Financials are off to a strong start in 2021, but one analyst said Wednesday the runs for two financial sector stocks may just be getting started.
The Analyst: Bank of America analyst Michael Carrier upgraded Bank of New York Mellon Corp (NYSE: BK) from Underperform to Buy and raised his price target from $43 to $50.
Carrier also upgraded CME Group Inc (NASDAQ: CME) from Neutral to Buy and raised his price target from $200 to $220.
The Thesis: In the notes, Carrier said Bank of NY Mellon has improved earnings and revenue growth outlooks and an attractive valuation.
Carrier said the potential for rising interest rates coupled with the bank’s investments in strategic initiatives could drive growth upside in coming years. He estimates a 1% parallel shift in the yield curve could potentially increase the company’s EPS by more than 10%.
“We see an improving growth outlook in the Pershing/RIA market given investments and a shifting industry landscape; treasury, clearing, and collateral management given increasing issuance and shifting rates; asset management given an improving outlook for waivers and the potential for more interest in fixed income given higher yields and the run in equities; and digital currencies, given ongoing investments in that area,” Carrier said.

**Dataset:**
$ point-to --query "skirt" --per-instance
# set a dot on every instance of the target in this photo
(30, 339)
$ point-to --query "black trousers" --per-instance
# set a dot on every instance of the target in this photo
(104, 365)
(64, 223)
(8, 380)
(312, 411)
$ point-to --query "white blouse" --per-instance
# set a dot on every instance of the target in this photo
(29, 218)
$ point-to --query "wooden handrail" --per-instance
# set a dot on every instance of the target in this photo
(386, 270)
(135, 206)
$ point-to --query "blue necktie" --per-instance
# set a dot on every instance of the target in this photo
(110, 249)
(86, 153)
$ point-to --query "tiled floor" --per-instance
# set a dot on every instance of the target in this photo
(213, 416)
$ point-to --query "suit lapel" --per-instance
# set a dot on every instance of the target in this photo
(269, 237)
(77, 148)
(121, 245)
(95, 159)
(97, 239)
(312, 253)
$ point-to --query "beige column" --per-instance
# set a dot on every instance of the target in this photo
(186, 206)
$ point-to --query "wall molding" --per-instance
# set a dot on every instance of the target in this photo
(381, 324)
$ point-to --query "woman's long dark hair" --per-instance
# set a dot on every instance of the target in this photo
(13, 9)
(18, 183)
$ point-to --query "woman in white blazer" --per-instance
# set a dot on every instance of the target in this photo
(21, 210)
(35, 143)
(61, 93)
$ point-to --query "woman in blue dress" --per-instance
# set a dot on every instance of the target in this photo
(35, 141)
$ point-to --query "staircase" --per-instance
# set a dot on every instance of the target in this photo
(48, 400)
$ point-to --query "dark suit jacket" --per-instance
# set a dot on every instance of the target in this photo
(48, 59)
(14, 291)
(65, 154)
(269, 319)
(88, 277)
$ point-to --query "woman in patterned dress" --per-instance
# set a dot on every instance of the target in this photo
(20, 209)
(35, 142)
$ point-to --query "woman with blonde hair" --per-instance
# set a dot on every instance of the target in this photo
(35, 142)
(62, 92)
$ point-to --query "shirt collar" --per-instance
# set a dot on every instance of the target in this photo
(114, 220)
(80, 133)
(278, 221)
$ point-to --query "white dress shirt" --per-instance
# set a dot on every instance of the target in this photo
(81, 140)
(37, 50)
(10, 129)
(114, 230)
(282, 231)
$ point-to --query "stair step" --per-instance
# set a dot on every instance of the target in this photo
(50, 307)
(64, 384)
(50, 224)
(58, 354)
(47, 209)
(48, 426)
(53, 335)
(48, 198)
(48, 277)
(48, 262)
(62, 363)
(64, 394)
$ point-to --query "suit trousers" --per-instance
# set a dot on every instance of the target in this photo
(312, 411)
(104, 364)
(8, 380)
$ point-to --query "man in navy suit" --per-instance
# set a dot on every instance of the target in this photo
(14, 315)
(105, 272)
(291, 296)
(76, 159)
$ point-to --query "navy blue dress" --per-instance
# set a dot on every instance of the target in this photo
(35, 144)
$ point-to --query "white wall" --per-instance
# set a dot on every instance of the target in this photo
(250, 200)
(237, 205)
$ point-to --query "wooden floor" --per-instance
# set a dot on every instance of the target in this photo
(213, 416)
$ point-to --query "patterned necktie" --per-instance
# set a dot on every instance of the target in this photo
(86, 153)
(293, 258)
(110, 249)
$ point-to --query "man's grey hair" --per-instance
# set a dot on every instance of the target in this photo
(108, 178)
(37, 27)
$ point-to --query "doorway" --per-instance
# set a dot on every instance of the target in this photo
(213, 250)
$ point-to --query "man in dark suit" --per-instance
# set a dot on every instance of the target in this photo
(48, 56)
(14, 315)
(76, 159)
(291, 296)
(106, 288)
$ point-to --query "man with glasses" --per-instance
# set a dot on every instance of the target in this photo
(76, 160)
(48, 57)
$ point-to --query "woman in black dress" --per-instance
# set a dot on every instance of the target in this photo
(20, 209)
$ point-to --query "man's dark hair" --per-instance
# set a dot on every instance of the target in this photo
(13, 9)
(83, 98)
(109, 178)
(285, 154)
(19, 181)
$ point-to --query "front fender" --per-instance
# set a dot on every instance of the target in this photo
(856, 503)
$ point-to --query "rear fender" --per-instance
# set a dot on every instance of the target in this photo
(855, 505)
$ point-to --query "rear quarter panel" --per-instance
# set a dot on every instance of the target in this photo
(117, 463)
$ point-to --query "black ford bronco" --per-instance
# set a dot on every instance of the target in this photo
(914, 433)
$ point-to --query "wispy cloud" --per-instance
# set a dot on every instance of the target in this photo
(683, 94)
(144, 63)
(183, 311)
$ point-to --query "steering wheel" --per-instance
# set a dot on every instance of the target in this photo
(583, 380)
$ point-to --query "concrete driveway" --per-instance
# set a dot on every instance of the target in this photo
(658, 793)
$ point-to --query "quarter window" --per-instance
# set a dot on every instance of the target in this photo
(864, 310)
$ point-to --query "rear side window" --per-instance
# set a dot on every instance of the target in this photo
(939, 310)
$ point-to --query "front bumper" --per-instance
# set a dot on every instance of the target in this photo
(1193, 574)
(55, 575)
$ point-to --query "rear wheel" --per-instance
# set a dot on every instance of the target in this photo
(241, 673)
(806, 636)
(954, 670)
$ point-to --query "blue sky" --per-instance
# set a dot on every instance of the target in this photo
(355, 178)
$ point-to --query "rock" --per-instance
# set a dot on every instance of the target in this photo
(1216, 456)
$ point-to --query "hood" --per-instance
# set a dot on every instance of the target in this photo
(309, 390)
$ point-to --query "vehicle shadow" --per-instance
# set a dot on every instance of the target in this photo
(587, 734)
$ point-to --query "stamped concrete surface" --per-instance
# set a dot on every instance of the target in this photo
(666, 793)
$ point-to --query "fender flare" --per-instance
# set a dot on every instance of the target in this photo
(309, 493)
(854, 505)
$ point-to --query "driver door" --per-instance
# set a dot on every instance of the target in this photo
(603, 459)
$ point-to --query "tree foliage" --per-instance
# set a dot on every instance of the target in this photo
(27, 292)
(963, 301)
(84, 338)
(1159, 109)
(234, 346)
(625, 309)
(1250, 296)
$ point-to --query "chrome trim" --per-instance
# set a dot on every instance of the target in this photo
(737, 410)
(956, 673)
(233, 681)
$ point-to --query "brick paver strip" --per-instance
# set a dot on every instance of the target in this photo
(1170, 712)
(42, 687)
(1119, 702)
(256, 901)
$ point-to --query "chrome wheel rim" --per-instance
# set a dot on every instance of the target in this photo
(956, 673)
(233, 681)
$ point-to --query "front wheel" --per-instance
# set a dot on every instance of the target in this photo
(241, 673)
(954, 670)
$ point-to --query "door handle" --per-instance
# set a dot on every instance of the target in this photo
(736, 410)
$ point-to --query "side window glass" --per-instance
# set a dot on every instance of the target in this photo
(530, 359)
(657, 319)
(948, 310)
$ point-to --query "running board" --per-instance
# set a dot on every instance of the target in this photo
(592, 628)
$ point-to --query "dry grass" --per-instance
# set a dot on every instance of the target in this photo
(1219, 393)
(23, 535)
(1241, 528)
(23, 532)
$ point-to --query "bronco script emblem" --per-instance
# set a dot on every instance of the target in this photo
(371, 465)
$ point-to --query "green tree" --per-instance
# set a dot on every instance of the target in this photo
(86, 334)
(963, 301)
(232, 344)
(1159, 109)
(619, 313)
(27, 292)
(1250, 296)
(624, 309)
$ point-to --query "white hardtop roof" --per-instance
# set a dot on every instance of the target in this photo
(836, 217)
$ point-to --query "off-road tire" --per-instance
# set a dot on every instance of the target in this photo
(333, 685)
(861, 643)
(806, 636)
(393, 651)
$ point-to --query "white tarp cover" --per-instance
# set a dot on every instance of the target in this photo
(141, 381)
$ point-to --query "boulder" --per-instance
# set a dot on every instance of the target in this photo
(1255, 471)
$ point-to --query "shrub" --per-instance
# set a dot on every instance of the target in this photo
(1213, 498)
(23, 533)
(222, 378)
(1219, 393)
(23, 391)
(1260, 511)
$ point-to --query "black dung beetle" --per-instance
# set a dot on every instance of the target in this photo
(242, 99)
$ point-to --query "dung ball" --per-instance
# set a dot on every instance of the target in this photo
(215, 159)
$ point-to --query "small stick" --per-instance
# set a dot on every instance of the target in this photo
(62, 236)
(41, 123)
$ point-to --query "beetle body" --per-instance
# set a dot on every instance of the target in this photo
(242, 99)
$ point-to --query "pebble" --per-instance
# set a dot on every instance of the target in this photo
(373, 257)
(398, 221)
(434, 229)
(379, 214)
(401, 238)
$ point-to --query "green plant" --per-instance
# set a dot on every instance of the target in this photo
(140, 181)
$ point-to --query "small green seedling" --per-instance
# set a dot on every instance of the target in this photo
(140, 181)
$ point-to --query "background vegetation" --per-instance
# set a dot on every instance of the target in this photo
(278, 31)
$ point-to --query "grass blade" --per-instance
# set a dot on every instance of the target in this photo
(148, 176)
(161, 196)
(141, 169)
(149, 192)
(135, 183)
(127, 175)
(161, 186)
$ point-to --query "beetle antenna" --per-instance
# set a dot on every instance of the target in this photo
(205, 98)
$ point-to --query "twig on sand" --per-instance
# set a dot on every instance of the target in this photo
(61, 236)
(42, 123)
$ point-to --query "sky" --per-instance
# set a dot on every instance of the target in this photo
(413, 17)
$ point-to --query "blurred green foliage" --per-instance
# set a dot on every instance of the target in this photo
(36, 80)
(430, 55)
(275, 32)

**Requirement 1:**
In the article on the analyst upgrades, what new price target did Carrier set for CME Group?
**Requirement 2:**
Continue the article on the analyst upgrades from the end of its last paragraph.
None of the items are needed here.

**Answer area 1:**
$220

**Answer area 2:**
When it comes to CME Group, Carrier is expecting revenue growth acceleration starting in the second half of 2021 driven by rising interest rates and inflation. He said CME has exposure to foreign exchange, commodities, and equities, all of which could experience rising volumes in an inflationary environment.
In the longer-term, Carrier said earnings and revenue growth could be “comfortably” in the double-digit percent range and the stock’s dividend yield could rise to the 4% range.
Benzinga’s Take: The decade-long bull market following the 2008 financial crisis was a difficult period for many banks and other financial stocks due to historically low interest rates and a climate of intense regulations. However, many financial stocks are now well capitalized, streamlined and poised for some major earnings growth in the cycle of rising interest rates following the pandemic downturn.